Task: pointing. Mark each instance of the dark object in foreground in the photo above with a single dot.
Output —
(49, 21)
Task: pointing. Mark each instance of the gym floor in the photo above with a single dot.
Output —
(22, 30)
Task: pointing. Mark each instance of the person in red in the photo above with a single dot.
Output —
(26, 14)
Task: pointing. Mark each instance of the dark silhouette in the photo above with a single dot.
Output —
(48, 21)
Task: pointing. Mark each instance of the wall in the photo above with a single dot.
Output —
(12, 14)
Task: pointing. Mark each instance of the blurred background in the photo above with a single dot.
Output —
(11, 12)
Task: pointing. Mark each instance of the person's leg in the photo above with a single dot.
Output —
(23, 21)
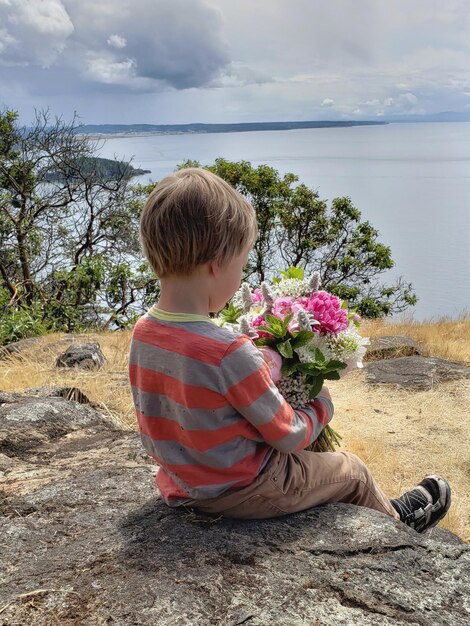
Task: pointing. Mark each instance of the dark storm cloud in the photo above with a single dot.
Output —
(138, 45)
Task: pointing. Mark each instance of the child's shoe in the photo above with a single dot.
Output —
(421, 508)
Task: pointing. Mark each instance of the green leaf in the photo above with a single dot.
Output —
(332, 375)
(285, 349)
(272, 320)
(336, 365)
(319, 356)
(289, 366)
(302, 338)
(293, 272)
(309, 368)
(315, 388)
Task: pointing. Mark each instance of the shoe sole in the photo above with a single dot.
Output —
(445, 494)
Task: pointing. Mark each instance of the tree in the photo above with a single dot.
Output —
(69, 251)
(297, 228)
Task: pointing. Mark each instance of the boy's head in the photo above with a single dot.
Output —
(192, 217)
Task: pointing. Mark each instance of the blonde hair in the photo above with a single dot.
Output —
(192, 217)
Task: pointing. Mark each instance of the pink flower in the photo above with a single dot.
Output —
(259, 322)
(299, 304)
(327, 310)
(282, 307)
(257, 296)
(274, 361)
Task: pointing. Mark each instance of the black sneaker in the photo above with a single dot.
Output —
(421, 508)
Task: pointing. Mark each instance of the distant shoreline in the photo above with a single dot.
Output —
(101, 131)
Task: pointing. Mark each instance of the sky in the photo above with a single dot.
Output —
(223, 61)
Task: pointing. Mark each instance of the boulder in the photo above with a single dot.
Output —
(85, 356)
(391, 347)
(87, 541)
(415, 372)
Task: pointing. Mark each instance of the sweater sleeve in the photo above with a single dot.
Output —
(245, 381)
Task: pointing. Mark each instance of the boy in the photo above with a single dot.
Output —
(209, 413)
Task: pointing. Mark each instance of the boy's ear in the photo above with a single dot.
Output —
(214, 267)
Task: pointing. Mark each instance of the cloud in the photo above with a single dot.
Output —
(33, 32)
(171, 42)
(222, 61)
(116, 41)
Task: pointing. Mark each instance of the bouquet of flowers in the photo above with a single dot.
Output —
(305, 335)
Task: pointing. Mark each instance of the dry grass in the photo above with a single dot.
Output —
(445, 338)
(401, 435)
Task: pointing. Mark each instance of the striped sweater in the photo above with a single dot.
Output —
(208, 411)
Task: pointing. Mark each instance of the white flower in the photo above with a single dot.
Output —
(349, 346)
(292, 287)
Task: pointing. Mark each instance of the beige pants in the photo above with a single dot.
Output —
(300, 480)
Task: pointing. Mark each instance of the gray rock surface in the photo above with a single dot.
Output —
(390, 347)
(415, 372)
(86, 541)
(85, 356)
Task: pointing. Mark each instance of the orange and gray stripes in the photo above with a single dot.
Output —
(208, 411)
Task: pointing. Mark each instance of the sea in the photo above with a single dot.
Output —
(411, 181)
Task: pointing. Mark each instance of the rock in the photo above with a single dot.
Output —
(85, 356)
(69, 393)
(415, 372)
(390, 347)
(86, 541)
(30, 422)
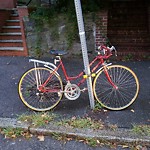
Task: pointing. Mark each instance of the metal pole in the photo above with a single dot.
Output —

**Task to carry out:** Make a list of all lines in the data that contain "person".

**Response area:**
Task: pointing. Mark each instance of the person in red in the photo above with a single dot.
Task: pointing. Mark each instance of the person's leg in the photo above with a single dot.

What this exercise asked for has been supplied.